## What to work on
In the data below, copy word for word everything from the line containing "Target: stone foundation wall" down to the last line of the data, both ends included.

## Entries
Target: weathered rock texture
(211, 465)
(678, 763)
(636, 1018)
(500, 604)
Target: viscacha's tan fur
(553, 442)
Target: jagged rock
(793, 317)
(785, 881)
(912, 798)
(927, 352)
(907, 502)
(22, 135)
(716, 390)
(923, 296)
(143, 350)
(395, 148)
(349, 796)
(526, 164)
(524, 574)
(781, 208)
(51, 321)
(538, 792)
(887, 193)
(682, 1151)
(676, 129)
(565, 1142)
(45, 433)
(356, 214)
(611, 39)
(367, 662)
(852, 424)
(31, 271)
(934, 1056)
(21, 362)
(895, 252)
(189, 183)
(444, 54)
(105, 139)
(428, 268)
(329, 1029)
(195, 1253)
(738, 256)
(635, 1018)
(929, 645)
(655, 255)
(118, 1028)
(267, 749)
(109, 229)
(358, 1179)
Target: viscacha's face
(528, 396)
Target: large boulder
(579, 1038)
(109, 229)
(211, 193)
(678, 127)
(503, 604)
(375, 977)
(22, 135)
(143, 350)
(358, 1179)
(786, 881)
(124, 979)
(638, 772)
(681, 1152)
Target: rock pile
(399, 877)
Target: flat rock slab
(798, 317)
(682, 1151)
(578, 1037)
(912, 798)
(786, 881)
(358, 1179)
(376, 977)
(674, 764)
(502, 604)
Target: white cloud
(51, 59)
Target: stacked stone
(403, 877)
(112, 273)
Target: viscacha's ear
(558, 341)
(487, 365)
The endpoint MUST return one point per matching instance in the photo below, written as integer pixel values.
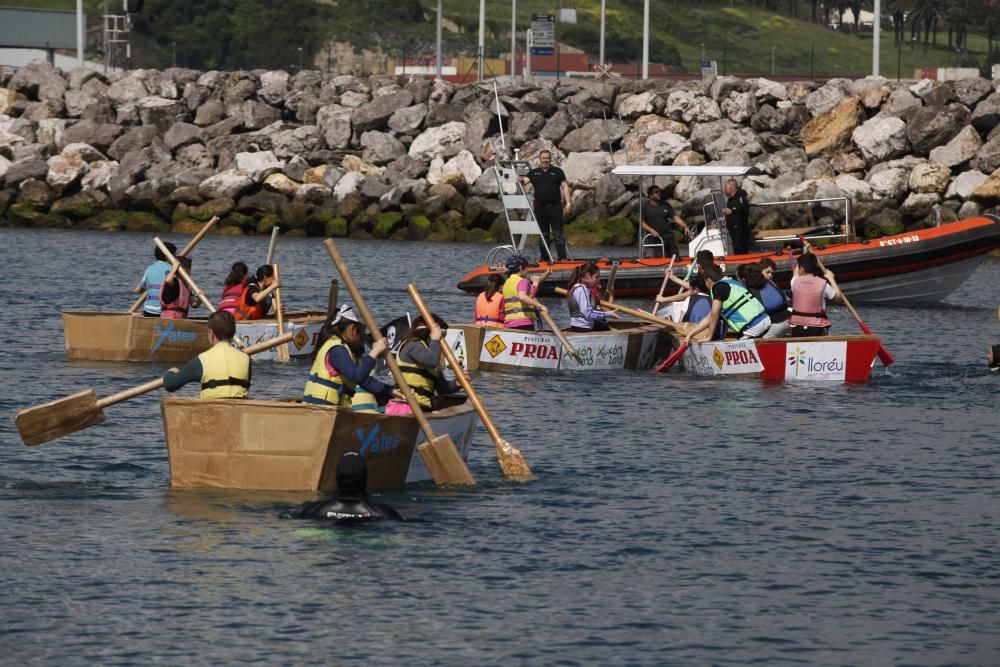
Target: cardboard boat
(125, 337)
(812, 359)
(290, 446)
(920, 266)
(629, 345)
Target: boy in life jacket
(152, 281)
(350, 504)
(489, 303)
(733, 304)
(519, 302)
(224, 371)
(341, 372)
(255, 301)
(175, 295)
(419, 359)
(583, 296)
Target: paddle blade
(671, 360)
(444, 462)
(49, 421)
(511, 461)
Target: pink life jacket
(808, 302)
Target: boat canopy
(666, 170)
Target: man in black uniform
(659, 218)
(549, 183)
(737, 217)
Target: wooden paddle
(270, 246)
(185, 276)
(562, 339)
(666, 279)
(883, 354)
(184, 251)
(672, 359)
(439, 452)
(634, 312)
(509, 457)
(49, 421)
(282, 352)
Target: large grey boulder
(962, 148)
(881, 138)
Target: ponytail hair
(236, 275)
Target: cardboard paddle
(184, 251)
(282, 352)
(883, 354)
(49, 421)
(509, 457)
(641, 314)
(439, 452)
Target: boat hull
(124, 337)
(628, 345)
(289, 446)
(921, 266)
(814, 359)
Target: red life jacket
(808, 303)
(231, 297)
(251, 310)
(490, 312)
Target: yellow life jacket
(225, 372)
(322, 388)
(420, 378)
(514, 310)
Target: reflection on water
(674, 520)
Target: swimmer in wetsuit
(350, 505)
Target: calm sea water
(675, 520)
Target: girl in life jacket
(420, 360)
(811, 289)
(255, 300)
(175, 296)
(232, 288)
(489, 303)
(341, 372)
(583, 296)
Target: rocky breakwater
(400, 158)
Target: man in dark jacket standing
(549, 183)
(737, 217)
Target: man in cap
(340, 368)
(350, 504)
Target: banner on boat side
(816, 361)
(521, 348)
(303, 342)
(723, 358)
(595, 351)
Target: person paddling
(340, 367)
(255, 301)
(232, 287)
(224, 371)
(583, 297)
(350, 504)
(489, 303)
(152, 281)
(519, 302)
(419, 358)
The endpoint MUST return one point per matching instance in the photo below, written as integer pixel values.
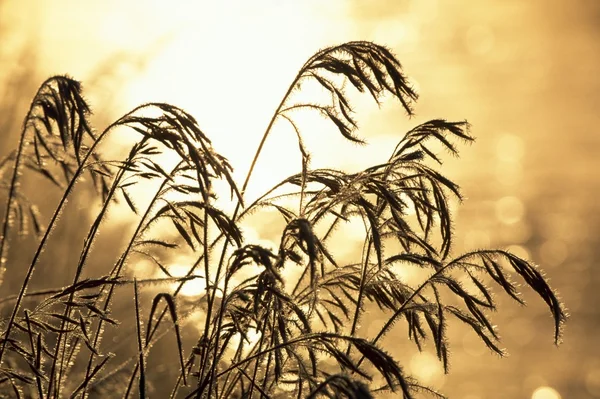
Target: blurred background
(524, 74)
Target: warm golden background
(525, 74)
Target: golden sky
(523, 73)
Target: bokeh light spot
(509, 209)
(479, 40)
(546, 393)
(592, 382)
(510, 148)
(554, 252)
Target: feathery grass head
(265, 322)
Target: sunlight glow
(426, 367)
(195, 287)
(545, 392)
(509, 209)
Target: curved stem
(12, 191)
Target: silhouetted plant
(265, 333)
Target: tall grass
(265, 331)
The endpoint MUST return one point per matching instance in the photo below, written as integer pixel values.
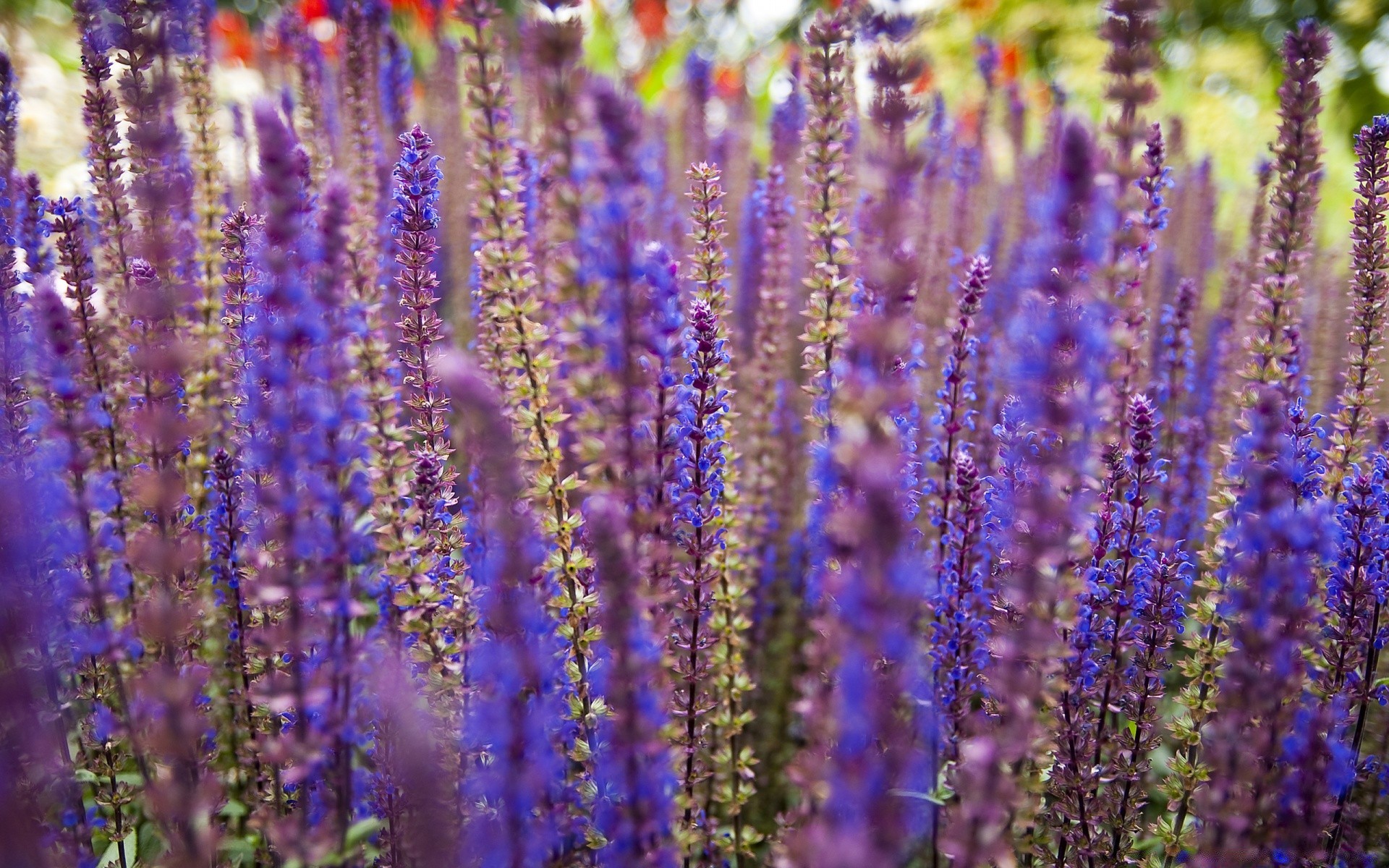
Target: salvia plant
(496, 469)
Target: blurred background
(1220, 71)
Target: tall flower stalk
(517, 346)
(1370, 291)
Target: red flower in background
(232, 36)
(1010, 60)
(650, 18)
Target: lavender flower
(697, 495)
(1369, 285)
(637, 775)
(1298, 166)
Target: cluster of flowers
(956, 502)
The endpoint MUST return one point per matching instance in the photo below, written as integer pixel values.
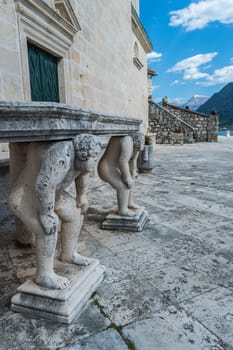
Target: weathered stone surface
(59, 305)
(126, 223)
(129, 300)
(151, 276)
(106, 340)
(171, 329)
(214, 310)
(44, 121)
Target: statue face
(87, 151)
(86, 166)
(139, 141)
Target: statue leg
(132, 204)
(24, 205)
(113, 177)
(71, 225)
(18, 158)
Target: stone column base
(126, 223)
(60, 305)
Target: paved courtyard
(169, 287)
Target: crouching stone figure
(39, 198)
(118, 167)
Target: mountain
(195, 102)
(222, 102)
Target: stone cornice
(140, 31)
(42, 15)
(36, 121)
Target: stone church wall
(97, 69)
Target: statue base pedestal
(126, 223)
(56, 304)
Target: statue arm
(81, 190)
(133, 165)
(124, 160)
(54, 167)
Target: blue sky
(192, 46)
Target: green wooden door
(43, 75)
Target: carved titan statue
(40, 200)
(118, 167)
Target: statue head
(138, 141)
(87, 150)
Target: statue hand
(50, 223)
(128, 181)
(82, 202)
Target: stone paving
(169, 287)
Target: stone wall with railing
(172, 124)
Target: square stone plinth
(60, 305)
(126, 223)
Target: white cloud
(220, 76)
(153, 56)
(190, 66)
(199, 14)
(175, 82)
(155, 87)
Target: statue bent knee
(118, 167)
(40, 200)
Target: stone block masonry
(170, 122)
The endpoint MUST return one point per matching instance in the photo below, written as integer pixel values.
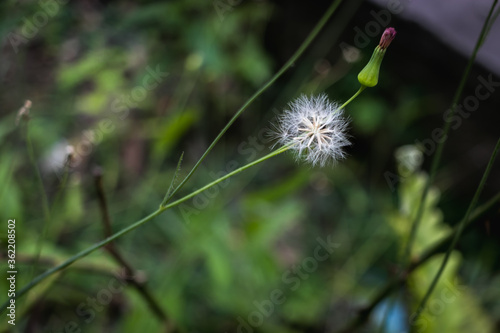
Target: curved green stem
(283, 69)
(135, 225)
(437, 158)
(458, 231)
(360, 90)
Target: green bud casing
(369, 75)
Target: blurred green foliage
(212, 262)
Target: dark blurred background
(130, 85)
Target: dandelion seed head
(314, 128)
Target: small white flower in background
(315, 129)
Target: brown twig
(111, 248)
(436, 248)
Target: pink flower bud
(387, 38)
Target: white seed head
(314, 128)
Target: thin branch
(434, 249)
(437, 157)
(111, 248)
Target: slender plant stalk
(434, 249)
(115, 253)
(135, 225)
(437, 157)
(286, 66)
(360, 90)
(458, 232)
(43, 198)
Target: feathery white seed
(315, 129)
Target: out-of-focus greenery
(214, 262)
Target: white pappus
(314, 128)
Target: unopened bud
(368, 77)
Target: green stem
(283, 69)
(135, 225)
(43, 198)
(360, 90)
(432, 250)
(437, 158)
(458, 231)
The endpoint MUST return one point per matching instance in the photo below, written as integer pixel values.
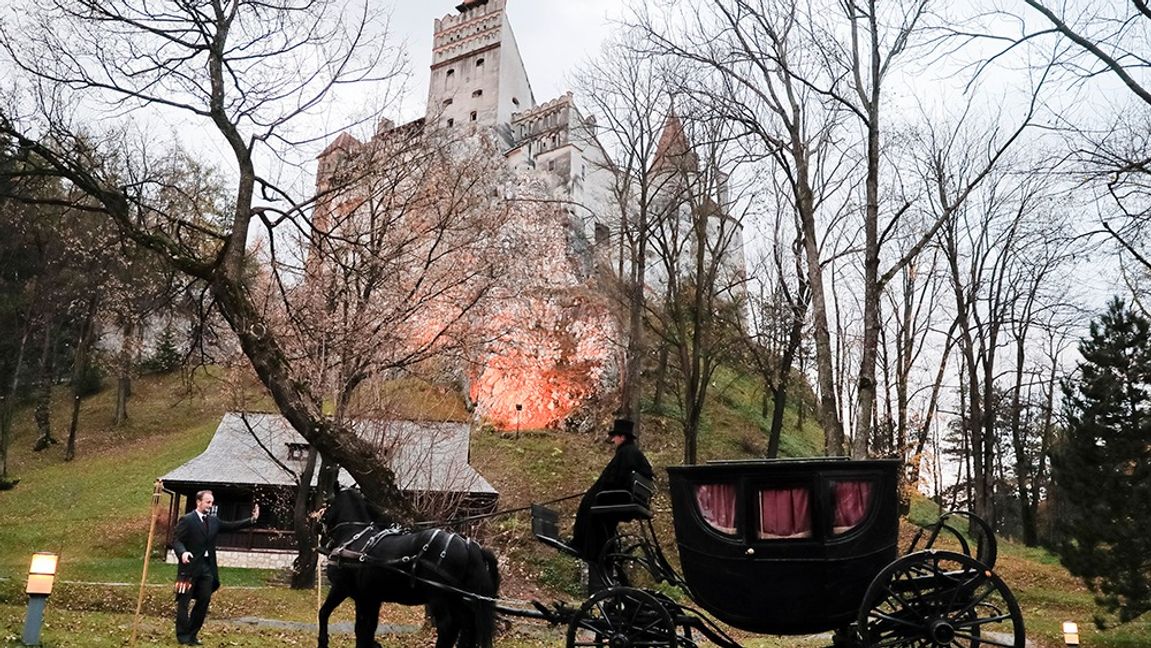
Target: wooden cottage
(259, 457)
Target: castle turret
(478, 76)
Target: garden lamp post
(1071, 633)
(42, 576)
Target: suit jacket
(195, 536)
(589, 535)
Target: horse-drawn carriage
(785, 547)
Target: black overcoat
(589, 534)
(198, 539)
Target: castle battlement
(475, 18)
(556, 105)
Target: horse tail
(485, 609)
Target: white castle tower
(478, 76)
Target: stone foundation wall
(268, 559)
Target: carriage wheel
(627, 561)
(945, 534)
(935, 599)
(622, 617)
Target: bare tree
(749, 62)
(777, 304)
(1099, 43)
(996, 249)
(700, 254)
(630, 97)
(246, 70)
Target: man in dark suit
(592, 533)
(197, 576)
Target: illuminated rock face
(555, 343)
(558, 364)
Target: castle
(561, 345)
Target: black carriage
(793, 547)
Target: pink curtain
(717, 503)
(852, 502)
(785, 512)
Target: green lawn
(94, 512)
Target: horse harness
(344, 554)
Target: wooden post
(319, 585)
(157, 490)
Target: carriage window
(717, 504)
(853, 498)
(785, 513)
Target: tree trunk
(43, 411)
(296, 401)
(661, 378)
(8, 403)
(829, 409)
(79, 366)
(124, 374)
(871, 289)
(637, 351)
(73, 426)
(303, 574)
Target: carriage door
(784, 512)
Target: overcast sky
(554, 37)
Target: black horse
(456, 578)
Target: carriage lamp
(42, 576)
(1071, 633)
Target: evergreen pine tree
(167, 357)
(1103, 467)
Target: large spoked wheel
(975, 539)
(622, 617)
(936, 599)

## Full response
Target: stone foundation wall
(268, 559)
Target: carriage wheel
(627, 561)
(945, 534)
(935, 599)
(622, 617)
Target: bare tree
(749, 62)
(777, 304)
(1099, 43)
(996, 249)
(700, 254)
(630, 97)
(246, 70)
Target: man in dark suit
(592, 533)
(197, 576)
Target: illuminated rock face
(555, 343)
(558, 364)
Target: castle
(561, 345)
Target: black carriage
(793, 547)
Target: pink curtain
(717, 503)
(852, 502)
(785, 512)
Target: green lawn
(94, 512)
Target: horse harness
(344, 554)
Target: wooden post
(319, 585)
(157, 490)
Target: carriage window
(717, 504)
(853, 498)
(785, 513)
Target: tree trunk
(43, 411)
(296, 401)
(661, 378)
(8, 403)
(829, 409)
(79, 366)
(124, 374)
(871, 289)
(637, 351)
(73, 426)
(303, 574)
Target: carriage door
(784, 512)
Target: overcast sky
(554, 37)
Target: black horse
(456, 578)
Target: carriage lamp
(42, 576)
(1071, 633)
Target: evergreen pine tree
(167, 357)
(1103, 467)
Target: large spoked wheel
(975, 539)
(622, 617)
(936, 599)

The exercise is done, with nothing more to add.